#### [What the task requires]
Provide an exact reproduction of every entry.

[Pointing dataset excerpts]
============
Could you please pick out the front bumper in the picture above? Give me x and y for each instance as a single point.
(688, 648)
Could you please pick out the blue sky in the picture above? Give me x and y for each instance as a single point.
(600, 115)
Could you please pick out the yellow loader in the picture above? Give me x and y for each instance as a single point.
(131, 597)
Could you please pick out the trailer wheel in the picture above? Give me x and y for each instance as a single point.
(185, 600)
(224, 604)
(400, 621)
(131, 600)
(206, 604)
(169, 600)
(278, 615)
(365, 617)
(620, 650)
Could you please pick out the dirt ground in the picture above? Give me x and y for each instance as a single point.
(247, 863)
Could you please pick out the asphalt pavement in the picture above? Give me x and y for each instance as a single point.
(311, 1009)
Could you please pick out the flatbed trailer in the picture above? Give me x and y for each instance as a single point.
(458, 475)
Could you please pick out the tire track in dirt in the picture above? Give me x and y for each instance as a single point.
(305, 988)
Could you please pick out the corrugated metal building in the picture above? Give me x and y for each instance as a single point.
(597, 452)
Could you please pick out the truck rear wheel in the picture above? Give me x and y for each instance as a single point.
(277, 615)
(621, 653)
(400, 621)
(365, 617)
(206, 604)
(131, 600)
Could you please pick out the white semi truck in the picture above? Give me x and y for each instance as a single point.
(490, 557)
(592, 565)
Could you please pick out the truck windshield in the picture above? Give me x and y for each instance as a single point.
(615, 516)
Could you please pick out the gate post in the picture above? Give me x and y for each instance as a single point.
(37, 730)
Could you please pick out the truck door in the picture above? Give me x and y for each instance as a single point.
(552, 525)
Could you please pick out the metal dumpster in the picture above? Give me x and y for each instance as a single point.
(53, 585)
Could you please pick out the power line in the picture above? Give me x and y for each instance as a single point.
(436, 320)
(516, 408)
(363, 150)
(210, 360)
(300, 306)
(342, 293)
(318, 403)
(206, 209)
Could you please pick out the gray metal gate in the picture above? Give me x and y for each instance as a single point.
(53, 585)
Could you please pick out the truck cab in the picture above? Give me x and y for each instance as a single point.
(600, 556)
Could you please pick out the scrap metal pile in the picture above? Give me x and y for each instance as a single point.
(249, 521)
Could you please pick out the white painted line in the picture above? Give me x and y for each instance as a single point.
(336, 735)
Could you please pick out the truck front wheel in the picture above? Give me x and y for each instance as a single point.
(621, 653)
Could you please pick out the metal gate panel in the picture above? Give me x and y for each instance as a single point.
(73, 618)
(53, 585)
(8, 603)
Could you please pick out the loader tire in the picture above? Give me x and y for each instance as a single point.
============
#### [Exercise result]
Could you please pick out the front bumper in the picture above? Give me x and y for each instance as a single point.
(688, 648)
Could you please pick out the blue sky in the picture above? Give me x and y for each instance as a single point.
(600, 115)
Could you please pick out the yellow loader in the picture above? Give me x and y for each instance as a single point.
(131, 597)
Could you please pick out the trailer wheel in the picture above? Give me x and y for each instance as a single point.
(185, 600)
(224, 604)
(400, 621)
(131, 600)
(206, 604)
(169, 600)
(278, 615)
(365, 617)
(620, 650)
Could you please pick out the dirt ground in the picture above? Give me x and y for each instance as a single point.
(247, 863)
Could you please pick out the asphalt pavement in the picture above? Give me x and y for each instance as a single point.
(311, 1009)
Could you please pick out the flatbed trailer in the picture above? Give me x and y for each instance as a single point.
(458, 475)
Could you please pick out the tire track in dirt in the picture above? Give me x and y for each instance as a single point.
(305, 988)
Could you please pick out the corrugated metal building in the picture above? Give me x and y for each instance as a single point.
(597, 452)
Could you please pick out the truck rear wheel in the picture above? Give me x and y for each instance as a single point.
(277, 615)
(621, 653)
(400, 621)
(365, 617)
(206, 604)
(131, 600)
Could you please pick out the white semi truck in the picture above? Give me x and y for each instance as a single point.
(490, 557)
(592, 565)
Could you please pick out the truck windshield in the picture above? Give me x and y for each instance as a single point.
(615, 516)
Could you please pick out the gate post in the picture above? Give me x and y for each instance as a single point.
(37, 730)
Could you please pick out the truck door in the picture above? Give me x and y for each instance as a single point.
(552, 525)
Could you please pick out the metal dumpster in the picture above? Give me x and y for each instance as a single point.
(53, 585)
Could you please pick out the power line in the picture above? Give me x and y for each instance as a single point.
(436, 320)
(516, 408)
(363, 150)
(210, 360)
(300, 306)
(342, 293)
(318, 403)
(206, 209)
Could you please pick out the gray metal gate in the picture above? Give me x and y for each instance as a single point.
(53, 585)
Could you please pick out the truck cab in the picture above? Give me x and y for each instance as a single point.
(600, 556)
Could you please pick out the scrap metal pile in the picture above? Give me x and y for each instance as a single point.
(249, 521)
Could you please pick out the white painted line in the picture above? Give me x and y for each instance as a single point.
(336, 735)
Could you please pick out the truck front wheel in the picture above? Give me x and y for each instance as a single point.
(621, 653)
Could you please pick out the metal gate panel in the picture above? Give me x and y for each instance as a single point.
(73, 618)
(53, 585)
(8, 603)
Could you please pick out the loader tire in the picture above? Give me x and y for each instance as a single point.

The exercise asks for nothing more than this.